→ **What the task requires**:
Which lines in the rows below contain the string "training", with case counting? Copy out each such line in full.

#### Supplied material ####

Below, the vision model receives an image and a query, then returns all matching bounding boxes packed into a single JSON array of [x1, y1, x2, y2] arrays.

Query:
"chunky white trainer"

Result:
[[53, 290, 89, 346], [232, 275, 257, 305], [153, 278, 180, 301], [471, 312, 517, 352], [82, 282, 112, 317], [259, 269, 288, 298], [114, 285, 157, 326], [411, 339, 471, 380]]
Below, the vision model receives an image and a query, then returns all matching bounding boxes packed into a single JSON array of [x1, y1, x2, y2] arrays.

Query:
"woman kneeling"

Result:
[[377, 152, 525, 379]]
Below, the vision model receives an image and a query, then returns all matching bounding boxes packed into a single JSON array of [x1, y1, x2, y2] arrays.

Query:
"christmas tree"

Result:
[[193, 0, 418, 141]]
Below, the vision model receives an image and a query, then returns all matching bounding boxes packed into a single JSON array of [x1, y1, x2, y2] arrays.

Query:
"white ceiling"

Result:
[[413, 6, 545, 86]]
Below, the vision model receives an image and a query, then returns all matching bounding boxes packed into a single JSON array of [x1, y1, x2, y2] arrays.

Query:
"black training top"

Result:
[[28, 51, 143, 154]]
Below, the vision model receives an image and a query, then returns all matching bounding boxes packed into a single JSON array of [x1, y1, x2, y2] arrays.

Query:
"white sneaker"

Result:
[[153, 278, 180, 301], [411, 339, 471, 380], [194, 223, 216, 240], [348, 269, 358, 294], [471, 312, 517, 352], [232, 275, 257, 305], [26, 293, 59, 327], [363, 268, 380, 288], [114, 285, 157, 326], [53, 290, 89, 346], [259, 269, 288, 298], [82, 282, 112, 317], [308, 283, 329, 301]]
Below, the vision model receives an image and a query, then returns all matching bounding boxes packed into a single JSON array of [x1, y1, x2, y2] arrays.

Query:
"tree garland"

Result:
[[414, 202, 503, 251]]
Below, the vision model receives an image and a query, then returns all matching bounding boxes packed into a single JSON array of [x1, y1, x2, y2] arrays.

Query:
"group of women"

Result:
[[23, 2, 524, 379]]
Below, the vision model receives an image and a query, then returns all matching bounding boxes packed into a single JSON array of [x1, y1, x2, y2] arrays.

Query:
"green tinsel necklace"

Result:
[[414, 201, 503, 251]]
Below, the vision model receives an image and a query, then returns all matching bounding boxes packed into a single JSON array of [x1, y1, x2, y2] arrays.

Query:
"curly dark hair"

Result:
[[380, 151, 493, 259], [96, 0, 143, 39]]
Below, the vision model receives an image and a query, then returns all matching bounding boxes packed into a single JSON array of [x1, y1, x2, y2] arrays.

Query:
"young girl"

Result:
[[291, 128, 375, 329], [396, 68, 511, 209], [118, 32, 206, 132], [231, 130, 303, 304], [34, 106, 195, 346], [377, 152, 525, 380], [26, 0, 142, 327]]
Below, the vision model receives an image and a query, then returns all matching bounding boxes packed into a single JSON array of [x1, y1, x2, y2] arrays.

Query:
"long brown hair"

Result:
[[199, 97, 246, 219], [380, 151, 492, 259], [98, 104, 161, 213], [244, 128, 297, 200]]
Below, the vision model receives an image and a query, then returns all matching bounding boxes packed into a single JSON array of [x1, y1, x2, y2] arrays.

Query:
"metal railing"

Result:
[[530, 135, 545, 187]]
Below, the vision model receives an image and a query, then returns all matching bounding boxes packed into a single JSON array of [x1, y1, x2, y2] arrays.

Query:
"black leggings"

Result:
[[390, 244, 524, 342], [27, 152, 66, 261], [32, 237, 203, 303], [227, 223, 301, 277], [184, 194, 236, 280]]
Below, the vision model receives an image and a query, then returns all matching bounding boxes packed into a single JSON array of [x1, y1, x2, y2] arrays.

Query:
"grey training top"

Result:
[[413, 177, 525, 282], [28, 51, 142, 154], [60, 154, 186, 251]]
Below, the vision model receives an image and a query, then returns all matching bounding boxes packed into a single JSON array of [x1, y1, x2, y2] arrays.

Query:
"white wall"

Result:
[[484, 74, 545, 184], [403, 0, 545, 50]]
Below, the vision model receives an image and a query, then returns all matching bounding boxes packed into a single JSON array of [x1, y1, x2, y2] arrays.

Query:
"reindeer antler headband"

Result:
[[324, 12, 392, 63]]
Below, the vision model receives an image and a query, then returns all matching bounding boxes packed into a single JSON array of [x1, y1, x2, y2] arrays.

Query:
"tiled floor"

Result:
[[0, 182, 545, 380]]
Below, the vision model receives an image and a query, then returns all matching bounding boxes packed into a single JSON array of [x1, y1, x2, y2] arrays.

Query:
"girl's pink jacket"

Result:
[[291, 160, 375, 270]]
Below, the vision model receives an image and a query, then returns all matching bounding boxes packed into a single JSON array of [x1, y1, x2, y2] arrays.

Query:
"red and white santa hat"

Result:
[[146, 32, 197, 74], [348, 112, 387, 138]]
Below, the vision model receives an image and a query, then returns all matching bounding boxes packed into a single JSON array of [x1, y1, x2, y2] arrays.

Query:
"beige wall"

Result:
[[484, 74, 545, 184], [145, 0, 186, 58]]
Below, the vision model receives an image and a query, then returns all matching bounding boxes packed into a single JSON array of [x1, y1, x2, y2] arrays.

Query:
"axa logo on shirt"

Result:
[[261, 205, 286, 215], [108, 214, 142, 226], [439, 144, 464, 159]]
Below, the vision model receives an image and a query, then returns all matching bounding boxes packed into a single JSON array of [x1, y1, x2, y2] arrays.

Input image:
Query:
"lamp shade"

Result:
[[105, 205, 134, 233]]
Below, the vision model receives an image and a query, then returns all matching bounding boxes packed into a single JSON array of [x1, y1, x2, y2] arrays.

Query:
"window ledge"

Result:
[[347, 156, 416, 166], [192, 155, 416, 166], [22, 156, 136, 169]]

####

→ **The result**:
"black training top"
"grey training top"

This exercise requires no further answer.